• **Task instructions**
Copy the entries below word for word, starting at the first one and stopping after the line containing "(429, 1145)".

• **Supplied entries**

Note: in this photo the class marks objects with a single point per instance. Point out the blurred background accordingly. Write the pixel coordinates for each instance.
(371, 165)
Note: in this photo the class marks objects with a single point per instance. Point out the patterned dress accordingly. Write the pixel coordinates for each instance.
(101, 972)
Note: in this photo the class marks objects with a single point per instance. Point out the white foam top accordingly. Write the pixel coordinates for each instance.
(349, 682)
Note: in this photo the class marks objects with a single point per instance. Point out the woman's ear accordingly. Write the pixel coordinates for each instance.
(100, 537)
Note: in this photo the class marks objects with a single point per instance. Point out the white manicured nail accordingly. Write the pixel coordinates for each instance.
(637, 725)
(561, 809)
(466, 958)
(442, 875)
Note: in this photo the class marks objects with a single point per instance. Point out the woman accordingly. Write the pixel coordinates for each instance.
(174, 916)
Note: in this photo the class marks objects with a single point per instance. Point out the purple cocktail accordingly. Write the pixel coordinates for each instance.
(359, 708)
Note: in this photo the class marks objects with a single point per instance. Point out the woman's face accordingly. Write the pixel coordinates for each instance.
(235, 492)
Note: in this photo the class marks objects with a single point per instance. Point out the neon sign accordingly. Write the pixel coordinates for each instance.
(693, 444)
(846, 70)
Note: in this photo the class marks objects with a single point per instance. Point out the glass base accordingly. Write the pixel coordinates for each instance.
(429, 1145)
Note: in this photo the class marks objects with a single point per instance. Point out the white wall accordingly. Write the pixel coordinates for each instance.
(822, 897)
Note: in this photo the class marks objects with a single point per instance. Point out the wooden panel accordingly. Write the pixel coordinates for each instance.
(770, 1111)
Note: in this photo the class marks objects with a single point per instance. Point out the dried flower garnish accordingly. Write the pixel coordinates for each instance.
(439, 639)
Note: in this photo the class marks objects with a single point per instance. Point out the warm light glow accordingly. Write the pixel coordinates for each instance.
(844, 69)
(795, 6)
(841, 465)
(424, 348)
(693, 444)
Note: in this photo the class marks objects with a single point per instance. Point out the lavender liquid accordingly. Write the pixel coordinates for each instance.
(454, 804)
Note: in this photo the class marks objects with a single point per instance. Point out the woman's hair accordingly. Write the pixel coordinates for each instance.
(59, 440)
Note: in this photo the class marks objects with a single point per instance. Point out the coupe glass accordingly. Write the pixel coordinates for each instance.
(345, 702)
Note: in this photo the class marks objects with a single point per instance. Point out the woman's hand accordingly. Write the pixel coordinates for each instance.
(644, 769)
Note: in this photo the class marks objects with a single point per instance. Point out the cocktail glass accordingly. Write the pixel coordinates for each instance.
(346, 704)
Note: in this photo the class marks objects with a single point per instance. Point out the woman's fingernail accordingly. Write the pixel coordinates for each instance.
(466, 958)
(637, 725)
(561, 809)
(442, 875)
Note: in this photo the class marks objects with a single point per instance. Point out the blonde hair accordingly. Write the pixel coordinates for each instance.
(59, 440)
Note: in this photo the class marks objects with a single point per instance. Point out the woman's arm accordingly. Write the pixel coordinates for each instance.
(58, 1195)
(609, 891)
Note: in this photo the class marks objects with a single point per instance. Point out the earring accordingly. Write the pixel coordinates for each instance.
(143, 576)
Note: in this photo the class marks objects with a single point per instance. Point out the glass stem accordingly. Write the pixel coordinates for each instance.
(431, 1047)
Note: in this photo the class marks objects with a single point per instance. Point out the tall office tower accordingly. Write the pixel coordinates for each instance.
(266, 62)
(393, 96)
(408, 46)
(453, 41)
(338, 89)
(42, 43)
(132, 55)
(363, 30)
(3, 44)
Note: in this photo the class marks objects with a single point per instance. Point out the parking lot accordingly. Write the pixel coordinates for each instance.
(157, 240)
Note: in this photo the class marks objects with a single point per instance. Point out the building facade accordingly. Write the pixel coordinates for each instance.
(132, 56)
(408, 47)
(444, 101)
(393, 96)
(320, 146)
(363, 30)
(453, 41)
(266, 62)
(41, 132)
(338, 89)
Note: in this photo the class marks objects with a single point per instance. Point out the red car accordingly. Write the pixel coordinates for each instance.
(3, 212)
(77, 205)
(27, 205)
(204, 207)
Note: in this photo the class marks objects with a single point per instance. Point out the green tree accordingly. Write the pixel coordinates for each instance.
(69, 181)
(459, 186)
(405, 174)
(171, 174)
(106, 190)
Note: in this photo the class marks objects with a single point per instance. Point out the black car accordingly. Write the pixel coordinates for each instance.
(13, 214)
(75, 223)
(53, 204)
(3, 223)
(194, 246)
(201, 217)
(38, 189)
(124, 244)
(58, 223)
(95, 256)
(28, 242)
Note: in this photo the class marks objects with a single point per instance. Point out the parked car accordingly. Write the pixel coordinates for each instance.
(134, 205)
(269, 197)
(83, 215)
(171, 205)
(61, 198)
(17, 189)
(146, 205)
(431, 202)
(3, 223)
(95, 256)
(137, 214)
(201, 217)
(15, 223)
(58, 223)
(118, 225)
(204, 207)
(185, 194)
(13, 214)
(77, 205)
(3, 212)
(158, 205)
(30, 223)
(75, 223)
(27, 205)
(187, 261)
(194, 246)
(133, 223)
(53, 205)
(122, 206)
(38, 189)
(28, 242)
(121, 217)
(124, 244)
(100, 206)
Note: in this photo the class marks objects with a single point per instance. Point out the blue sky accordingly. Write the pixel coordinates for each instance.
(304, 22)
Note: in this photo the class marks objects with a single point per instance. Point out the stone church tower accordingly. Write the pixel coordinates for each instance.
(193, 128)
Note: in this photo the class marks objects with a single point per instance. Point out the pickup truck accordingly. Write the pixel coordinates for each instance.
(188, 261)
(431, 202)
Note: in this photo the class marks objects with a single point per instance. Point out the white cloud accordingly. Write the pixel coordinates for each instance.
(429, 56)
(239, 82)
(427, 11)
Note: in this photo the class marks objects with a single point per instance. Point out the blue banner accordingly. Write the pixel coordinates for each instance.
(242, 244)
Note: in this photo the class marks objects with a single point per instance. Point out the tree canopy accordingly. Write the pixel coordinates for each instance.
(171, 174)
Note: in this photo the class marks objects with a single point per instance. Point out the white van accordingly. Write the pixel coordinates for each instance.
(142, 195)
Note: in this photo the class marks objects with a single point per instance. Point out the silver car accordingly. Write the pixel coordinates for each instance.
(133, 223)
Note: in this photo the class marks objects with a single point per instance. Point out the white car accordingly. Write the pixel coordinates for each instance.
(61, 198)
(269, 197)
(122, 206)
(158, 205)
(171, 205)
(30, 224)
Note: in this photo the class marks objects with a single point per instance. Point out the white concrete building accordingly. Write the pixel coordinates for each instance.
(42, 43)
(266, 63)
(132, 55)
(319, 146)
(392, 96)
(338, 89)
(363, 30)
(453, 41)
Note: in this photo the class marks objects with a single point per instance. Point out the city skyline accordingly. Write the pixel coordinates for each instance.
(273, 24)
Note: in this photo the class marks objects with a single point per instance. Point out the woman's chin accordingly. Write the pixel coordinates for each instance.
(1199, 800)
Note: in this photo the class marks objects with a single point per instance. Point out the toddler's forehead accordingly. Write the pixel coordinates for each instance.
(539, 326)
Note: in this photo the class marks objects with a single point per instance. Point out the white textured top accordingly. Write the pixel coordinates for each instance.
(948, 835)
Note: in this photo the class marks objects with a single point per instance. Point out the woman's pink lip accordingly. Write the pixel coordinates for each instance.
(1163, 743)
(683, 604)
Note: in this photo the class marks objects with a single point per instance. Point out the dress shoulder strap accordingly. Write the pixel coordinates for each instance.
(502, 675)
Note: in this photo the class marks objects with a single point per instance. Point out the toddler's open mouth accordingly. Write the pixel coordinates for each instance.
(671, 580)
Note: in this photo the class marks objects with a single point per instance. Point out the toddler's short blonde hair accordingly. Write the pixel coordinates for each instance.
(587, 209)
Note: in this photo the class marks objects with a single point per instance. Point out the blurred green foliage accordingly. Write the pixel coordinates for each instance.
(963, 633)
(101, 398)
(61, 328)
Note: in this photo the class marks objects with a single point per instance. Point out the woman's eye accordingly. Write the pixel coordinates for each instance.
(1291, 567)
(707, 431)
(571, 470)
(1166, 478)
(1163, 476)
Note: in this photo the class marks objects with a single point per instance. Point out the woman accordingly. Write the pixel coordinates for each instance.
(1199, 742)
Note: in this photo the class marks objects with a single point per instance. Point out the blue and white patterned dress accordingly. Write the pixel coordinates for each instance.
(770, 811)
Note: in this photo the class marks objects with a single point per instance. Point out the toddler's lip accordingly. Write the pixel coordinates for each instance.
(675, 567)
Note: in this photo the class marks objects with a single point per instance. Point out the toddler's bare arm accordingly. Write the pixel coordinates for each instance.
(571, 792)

• **Output**
Note: in this photo the class marks objects with a single point per instance. Point out the blurred background accordingly. Write the pixel coordinates for each instance.
(371, 165)
Note: in this photo the class marks objects with a single point per instance. Point out the patterned dress accordingly. Write the pixel coordinates for each instance.
(101, 972)
Note: in this photo the class marks objects with a single point per instance. Point out the white foam top accordingly. Write the pixel coordinates for each instance.
(349, 682)
Note: in this photo the class marks objects with a single point per instance. Point out the woman's ear accordingly. Write the pixel coordinates for each instance.
(100, 537)
Note: in this photo the class marks objects with a single point per instance. Point out the white manicured nail accordingly. Write the pixel coordinates for each instance.
(637, 725)
(561, 809)
(466, 958)
(442, 875)
Note: in this photo the class marks objects with a single point per instance. Point out the woman accordingly. Write the pixel coordinates for each instance.
(174, 916)
Note: in this photo the class marks objects with a single point per instance. Point out the purple cocktail accordingly. Write the pixel coordinates for each instance.
(359, 708)
Note: in this photo the class marks objects with a single point per instance. Point out the woman's face accordingly. Write the pixel coordinates for each instance.
(235, 492)
Note: in this photo the class marks objects with a single point per instance. Point out the neon sign accordingly. Write the pixel coordinates for each instance.
(693, 444)
(846, 70)
Note: in this photo the class marks objects with a single point per instance. Point out the glass base accordingly. Write the pixel coordinates for each instance.
(429, 1145)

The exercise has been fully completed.